What the exercise asks =
Copy, character for character, the lines of the data below from the one containing "I need bounding boxes for every street" through the one containing "[299,483,363,517]", with both of those lines included.

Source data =
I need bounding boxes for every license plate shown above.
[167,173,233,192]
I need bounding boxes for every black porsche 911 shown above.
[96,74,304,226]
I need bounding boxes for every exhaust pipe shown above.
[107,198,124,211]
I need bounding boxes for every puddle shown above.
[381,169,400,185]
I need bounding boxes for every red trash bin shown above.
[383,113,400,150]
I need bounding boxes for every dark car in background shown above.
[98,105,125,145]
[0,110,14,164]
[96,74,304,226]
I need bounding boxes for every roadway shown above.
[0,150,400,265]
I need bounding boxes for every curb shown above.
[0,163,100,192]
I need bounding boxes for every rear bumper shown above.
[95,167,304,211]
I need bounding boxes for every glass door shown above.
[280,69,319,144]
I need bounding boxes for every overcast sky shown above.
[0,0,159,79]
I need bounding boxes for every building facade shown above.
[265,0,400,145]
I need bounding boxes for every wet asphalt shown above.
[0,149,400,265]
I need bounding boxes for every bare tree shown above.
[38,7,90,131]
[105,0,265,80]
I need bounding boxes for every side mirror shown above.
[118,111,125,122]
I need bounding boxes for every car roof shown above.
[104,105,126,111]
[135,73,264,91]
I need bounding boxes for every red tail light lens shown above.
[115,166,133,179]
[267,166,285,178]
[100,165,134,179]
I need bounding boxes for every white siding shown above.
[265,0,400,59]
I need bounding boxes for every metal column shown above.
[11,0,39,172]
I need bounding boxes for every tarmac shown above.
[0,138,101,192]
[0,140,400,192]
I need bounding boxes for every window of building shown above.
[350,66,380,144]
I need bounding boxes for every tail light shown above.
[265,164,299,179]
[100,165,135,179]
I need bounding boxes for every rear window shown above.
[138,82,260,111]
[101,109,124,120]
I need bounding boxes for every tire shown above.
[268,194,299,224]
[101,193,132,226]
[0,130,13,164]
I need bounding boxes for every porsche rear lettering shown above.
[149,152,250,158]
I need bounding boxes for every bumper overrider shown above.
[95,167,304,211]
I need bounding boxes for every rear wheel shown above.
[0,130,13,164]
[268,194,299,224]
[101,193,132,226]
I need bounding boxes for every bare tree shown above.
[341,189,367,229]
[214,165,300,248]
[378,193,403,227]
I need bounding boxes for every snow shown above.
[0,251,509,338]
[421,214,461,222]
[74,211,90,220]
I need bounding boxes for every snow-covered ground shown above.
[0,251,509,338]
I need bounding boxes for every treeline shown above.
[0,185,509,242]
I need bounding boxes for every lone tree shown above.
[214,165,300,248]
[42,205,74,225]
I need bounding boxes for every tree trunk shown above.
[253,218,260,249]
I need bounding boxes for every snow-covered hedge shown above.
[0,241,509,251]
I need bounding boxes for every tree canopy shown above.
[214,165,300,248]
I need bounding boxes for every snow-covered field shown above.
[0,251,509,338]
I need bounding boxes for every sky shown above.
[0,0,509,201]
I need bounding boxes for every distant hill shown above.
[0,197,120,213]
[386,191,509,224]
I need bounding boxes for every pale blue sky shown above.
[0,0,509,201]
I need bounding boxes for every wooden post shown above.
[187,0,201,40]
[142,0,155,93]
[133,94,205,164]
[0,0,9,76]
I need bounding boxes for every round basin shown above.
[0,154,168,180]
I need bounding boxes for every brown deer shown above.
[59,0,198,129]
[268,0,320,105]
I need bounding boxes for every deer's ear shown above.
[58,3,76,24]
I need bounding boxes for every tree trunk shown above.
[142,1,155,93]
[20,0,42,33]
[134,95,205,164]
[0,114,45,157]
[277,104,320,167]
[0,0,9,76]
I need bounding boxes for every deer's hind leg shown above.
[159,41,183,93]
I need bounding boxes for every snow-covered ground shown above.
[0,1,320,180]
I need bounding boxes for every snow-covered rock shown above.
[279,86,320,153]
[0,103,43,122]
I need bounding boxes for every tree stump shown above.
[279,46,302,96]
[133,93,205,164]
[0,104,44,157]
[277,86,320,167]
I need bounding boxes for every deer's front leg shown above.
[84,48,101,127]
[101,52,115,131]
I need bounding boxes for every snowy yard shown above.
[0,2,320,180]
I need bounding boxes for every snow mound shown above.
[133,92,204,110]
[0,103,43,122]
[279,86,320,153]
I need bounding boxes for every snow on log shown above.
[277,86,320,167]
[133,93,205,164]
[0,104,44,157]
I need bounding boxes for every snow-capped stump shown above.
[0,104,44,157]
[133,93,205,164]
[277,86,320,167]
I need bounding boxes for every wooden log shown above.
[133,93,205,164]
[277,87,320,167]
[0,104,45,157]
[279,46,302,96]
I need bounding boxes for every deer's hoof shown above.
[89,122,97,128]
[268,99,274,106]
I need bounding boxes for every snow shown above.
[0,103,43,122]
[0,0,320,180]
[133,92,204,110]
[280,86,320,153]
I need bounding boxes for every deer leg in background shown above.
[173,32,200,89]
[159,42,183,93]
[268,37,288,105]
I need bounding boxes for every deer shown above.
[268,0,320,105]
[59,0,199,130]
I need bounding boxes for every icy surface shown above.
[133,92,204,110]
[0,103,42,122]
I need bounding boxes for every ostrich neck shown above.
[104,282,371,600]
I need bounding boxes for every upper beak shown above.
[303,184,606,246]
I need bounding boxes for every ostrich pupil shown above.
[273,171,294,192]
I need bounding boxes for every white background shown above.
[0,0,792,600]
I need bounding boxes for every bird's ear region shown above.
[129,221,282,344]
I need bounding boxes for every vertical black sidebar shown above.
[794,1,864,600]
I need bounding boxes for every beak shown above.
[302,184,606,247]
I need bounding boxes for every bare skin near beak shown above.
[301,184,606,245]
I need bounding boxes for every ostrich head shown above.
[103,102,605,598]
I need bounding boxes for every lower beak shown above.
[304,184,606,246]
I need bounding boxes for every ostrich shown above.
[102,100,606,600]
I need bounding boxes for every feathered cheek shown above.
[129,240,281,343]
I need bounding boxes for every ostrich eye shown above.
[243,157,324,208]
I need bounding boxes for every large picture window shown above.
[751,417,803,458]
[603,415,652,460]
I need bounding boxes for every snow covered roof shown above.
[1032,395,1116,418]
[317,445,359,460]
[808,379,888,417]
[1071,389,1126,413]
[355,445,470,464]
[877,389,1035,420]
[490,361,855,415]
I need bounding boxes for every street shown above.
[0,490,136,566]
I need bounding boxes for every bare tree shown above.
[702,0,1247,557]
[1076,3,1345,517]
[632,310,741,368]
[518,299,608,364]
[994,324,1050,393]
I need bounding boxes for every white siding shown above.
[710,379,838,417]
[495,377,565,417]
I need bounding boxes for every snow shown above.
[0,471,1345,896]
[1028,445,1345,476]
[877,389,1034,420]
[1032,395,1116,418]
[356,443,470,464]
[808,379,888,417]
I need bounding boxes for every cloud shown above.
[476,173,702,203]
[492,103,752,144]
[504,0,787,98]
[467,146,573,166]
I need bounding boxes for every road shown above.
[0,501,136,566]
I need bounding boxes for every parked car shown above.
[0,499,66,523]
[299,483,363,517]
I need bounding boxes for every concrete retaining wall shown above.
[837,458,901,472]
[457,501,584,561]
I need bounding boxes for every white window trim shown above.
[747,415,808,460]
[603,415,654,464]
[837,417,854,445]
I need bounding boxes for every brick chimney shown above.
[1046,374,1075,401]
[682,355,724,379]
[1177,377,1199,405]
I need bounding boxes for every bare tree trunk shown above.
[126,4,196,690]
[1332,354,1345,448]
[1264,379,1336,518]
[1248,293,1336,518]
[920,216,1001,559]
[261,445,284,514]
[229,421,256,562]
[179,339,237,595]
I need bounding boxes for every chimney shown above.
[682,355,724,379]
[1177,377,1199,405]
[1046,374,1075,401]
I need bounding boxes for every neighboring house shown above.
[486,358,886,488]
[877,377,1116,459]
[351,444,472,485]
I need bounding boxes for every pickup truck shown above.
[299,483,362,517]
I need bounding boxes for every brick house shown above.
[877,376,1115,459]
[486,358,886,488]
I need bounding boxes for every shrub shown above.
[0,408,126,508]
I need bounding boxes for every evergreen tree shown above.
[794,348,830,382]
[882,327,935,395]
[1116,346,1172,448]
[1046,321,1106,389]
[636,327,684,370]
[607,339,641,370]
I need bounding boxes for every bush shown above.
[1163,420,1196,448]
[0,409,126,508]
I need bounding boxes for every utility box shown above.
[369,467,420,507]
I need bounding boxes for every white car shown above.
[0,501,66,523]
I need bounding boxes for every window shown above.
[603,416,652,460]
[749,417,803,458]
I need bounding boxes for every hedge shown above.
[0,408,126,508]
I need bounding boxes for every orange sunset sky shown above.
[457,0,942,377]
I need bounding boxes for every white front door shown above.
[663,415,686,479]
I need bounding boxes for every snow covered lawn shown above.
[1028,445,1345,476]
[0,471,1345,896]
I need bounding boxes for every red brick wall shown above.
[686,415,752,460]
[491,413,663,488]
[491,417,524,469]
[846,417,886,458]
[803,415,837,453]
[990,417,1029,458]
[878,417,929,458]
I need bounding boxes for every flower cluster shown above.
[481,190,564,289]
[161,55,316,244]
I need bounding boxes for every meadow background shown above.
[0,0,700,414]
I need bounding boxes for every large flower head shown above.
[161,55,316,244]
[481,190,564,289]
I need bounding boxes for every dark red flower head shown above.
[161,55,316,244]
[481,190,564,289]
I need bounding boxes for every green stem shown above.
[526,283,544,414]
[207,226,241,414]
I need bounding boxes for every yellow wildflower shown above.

Exercise answer =
I need bounding boxes for every street shown above.
[0,490,136,566]
I need bounding boxes for every bare tree shown above.
[702,0,1247,557]
[1076,3,1345,517]
[632,310,741,368]
[518,299,608,364]
[994,324,1050,393]
I need bounding boxes for every white siding shown above.
[710,379,838,417]
[495,377,565,417]
I need bounding boxes for every snow shown above.
[0,471,1345,896]
[1028,445,1345,476]
[877,389,1034,420]
[1032,395,1116,418]
[356,443,470,464]
[808,379,888,417]
I need bounding boxes for every cloud shown above.
[476,173,702,203]
[492,103,752,144]
[504,0,787,98]
[467,146,573,166]
I need bounding boxes for every road shown above.
[0,501,136,566]
I need bounding boxes for every parked car shown above.
[0,499,66,523]
[299,483,363,517]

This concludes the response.